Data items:

------------------------------

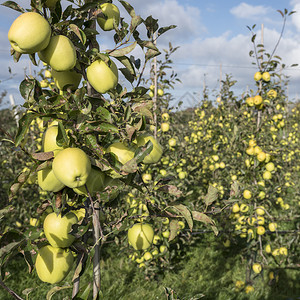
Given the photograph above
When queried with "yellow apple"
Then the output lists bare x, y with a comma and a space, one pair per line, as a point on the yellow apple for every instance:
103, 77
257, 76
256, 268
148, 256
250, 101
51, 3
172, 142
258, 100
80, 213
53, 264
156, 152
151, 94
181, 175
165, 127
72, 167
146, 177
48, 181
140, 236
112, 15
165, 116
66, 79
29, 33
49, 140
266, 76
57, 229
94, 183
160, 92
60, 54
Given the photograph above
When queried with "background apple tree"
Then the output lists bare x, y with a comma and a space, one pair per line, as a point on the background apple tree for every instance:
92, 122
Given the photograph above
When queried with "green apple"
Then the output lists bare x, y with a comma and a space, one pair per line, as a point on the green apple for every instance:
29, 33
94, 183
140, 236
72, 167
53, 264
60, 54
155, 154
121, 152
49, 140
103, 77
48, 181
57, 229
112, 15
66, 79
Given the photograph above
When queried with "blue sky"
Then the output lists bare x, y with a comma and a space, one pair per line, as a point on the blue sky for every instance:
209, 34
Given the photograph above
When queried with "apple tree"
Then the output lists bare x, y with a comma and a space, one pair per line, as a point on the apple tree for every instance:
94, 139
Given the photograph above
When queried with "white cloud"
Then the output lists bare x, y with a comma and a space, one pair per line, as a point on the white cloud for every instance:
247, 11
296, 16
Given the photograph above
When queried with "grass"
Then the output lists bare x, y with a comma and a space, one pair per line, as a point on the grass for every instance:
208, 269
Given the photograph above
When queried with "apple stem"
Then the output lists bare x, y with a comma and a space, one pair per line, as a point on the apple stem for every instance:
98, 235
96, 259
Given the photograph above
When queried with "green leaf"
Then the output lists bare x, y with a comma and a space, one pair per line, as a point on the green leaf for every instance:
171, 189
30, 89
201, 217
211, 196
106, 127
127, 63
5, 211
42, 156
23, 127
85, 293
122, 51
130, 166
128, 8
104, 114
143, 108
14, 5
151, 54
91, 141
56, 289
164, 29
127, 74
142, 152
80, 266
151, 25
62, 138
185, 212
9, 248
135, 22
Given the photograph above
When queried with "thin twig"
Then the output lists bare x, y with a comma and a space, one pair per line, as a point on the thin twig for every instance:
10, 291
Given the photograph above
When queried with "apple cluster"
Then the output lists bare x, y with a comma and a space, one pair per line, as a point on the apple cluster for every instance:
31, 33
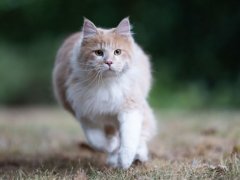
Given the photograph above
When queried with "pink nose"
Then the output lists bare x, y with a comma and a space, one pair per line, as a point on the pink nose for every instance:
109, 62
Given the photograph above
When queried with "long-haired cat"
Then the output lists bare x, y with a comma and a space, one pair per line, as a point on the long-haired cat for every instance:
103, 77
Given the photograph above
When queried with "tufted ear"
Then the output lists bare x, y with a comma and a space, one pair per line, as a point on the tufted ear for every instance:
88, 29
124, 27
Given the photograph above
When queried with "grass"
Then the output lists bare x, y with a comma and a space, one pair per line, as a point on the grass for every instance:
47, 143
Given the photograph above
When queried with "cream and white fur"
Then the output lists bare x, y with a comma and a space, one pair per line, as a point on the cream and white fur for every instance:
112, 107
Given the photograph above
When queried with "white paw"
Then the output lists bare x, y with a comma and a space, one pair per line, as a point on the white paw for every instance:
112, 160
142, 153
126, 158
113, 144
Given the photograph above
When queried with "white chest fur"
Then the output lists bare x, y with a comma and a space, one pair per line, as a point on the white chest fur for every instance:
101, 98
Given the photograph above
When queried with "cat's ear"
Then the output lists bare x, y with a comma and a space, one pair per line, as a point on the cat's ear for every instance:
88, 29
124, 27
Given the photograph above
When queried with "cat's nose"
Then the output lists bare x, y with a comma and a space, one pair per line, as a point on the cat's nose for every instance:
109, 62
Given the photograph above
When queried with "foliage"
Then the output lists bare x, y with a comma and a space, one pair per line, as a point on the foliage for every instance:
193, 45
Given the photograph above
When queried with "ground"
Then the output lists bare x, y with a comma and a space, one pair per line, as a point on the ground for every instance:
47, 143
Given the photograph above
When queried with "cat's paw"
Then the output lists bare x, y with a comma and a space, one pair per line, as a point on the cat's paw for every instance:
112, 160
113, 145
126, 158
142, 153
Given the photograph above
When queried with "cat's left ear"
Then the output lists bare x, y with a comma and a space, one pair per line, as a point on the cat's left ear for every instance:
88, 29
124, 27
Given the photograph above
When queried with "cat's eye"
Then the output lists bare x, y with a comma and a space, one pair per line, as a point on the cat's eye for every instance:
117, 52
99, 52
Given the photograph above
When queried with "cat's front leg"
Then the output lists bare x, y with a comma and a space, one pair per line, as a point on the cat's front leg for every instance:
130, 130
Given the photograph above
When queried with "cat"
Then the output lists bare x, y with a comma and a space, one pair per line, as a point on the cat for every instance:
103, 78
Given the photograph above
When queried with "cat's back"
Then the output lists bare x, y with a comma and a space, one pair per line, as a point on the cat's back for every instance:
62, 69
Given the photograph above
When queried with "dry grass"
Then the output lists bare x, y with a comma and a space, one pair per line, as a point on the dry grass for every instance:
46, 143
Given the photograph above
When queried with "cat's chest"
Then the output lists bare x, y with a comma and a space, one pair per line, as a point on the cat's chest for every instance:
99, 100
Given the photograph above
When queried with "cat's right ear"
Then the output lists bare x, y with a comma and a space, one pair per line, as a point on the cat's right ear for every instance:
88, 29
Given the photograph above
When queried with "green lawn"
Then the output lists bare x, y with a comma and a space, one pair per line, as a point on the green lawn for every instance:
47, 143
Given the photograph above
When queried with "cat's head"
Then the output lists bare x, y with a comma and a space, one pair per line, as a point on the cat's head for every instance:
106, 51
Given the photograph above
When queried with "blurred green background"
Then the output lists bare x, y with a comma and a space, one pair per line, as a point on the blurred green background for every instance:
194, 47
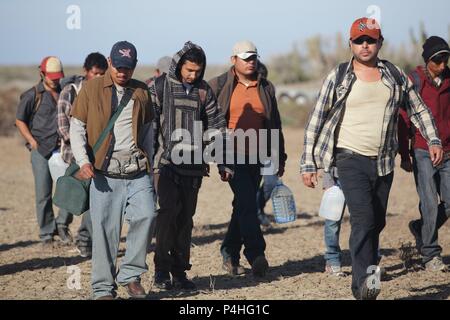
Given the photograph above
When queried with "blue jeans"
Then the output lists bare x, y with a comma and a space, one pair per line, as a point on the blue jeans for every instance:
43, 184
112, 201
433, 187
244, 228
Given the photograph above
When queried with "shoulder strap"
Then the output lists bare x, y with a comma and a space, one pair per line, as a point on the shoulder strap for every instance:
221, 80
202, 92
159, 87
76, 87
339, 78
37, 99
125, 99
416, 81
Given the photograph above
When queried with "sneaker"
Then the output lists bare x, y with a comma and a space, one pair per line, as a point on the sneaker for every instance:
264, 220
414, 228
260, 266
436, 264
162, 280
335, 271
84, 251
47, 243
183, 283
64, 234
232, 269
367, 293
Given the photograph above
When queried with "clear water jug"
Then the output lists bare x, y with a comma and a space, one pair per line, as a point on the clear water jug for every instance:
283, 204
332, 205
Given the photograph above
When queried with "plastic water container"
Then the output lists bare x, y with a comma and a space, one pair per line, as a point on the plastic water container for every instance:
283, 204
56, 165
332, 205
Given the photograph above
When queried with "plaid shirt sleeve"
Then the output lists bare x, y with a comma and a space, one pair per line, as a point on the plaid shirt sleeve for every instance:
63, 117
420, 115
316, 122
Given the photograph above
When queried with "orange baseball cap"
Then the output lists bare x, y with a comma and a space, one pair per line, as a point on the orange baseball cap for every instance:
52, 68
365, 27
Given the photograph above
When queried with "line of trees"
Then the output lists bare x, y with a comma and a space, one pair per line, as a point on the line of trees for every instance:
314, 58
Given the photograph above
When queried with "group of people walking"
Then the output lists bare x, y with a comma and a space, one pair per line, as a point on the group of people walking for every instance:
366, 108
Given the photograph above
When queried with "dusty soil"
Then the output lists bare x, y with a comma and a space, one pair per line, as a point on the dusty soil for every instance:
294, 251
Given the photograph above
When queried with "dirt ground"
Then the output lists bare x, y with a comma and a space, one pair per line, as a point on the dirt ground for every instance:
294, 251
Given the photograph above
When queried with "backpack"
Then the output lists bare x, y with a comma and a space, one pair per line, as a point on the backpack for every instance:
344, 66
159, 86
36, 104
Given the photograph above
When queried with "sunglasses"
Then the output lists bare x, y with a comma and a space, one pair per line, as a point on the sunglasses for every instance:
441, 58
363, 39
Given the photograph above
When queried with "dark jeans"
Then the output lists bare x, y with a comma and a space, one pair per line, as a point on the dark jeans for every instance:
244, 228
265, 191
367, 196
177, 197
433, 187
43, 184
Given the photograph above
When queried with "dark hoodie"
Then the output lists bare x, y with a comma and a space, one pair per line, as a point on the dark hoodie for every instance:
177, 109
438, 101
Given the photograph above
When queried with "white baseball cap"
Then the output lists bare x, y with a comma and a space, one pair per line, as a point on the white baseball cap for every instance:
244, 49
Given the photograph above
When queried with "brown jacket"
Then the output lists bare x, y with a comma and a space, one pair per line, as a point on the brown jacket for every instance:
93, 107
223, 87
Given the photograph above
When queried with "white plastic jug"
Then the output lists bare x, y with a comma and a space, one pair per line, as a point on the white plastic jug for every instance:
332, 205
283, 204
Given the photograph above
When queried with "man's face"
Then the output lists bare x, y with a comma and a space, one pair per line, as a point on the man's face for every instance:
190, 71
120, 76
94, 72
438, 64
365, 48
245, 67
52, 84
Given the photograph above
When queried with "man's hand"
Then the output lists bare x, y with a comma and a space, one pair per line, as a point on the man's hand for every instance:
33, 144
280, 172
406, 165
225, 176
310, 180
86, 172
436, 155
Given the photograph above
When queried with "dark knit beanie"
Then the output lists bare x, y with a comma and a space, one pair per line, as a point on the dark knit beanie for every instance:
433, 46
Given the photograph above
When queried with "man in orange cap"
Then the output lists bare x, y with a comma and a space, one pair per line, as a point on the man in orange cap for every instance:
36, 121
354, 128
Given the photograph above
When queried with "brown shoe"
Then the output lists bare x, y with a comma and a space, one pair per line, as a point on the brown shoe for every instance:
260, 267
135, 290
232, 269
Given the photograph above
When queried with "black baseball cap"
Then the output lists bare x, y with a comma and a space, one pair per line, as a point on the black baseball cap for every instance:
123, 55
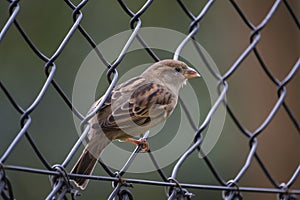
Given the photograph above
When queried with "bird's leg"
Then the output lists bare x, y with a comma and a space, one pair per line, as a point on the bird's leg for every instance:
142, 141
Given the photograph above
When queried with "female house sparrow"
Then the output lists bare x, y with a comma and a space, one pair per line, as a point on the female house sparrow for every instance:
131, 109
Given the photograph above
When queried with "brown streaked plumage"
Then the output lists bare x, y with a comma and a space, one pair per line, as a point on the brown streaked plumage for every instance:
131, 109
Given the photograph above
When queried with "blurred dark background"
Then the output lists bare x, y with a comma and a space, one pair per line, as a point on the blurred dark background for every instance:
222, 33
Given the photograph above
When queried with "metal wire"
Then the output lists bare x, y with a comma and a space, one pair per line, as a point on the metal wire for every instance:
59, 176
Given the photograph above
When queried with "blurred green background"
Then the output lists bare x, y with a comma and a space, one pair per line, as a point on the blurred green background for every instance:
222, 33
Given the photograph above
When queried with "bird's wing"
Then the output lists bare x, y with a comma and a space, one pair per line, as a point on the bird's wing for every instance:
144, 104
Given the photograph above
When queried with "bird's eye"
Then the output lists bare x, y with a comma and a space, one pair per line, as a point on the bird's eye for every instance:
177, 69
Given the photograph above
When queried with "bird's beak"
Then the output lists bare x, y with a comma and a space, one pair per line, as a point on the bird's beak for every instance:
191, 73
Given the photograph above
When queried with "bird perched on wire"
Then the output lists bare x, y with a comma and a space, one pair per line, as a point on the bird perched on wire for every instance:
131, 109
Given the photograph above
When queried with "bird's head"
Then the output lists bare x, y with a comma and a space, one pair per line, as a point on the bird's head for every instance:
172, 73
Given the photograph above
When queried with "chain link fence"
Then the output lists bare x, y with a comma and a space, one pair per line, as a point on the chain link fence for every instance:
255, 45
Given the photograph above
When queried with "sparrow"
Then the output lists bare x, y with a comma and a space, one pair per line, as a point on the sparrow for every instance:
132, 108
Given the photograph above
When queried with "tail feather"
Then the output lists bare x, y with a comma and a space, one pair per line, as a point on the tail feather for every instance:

------------------------------

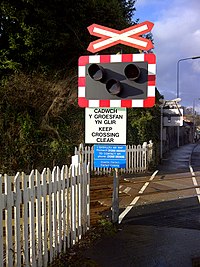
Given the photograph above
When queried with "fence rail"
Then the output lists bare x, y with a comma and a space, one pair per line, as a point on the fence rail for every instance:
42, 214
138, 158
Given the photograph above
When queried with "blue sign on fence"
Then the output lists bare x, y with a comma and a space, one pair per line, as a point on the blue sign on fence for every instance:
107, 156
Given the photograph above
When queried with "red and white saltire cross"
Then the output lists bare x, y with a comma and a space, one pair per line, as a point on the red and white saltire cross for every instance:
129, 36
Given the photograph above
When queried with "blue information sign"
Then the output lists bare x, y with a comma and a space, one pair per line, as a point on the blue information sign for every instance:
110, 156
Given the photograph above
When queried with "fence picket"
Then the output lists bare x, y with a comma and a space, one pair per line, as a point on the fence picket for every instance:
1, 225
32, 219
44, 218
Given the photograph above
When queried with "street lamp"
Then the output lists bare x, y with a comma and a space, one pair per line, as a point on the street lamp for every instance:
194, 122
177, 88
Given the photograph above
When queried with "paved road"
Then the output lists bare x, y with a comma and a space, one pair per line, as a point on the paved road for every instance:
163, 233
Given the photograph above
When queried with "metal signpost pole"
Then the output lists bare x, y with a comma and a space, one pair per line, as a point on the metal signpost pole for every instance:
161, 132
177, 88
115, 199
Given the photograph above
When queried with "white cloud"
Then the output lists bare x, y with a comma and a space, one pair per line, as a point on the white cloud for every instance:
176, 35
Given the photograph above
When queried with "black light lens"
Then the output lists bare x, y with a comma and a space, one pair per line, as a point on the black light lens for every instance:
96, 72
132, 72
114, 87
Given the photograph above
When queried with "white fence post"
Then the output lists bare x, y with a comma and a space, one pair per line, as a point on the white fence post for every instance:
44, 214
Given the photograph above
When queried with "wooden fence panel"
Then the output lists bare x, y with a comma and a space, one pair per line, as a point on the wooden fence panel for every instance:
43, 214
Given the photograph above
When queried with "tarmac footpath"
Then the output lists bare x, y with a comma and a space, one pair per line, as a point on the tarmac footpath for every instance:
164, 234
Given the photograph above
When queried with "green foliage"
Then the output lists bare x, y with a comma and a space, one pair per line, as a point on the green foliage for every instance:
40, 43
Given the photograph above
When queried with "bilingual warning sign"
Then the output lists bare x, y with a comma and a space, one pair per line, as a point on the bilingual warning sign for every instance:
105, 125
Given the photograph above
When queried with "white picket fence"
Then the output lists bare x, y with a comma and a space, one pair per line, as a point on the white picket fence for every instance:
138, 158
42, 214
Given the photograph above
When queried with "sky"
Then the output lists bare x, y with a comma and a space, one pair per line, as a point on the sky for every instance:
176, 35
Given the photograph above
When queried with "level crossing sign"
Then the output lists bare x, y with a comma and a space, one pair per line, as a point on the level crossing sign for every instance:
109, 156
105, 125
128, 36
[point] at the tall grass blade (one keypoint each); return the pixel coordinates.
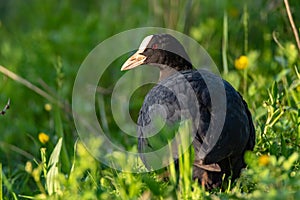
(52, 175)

------------------------------

--- WORK ORDER ---
Go through the records above and report how many lines contain "feather". Write the number only.

--- SOLUTION ---
2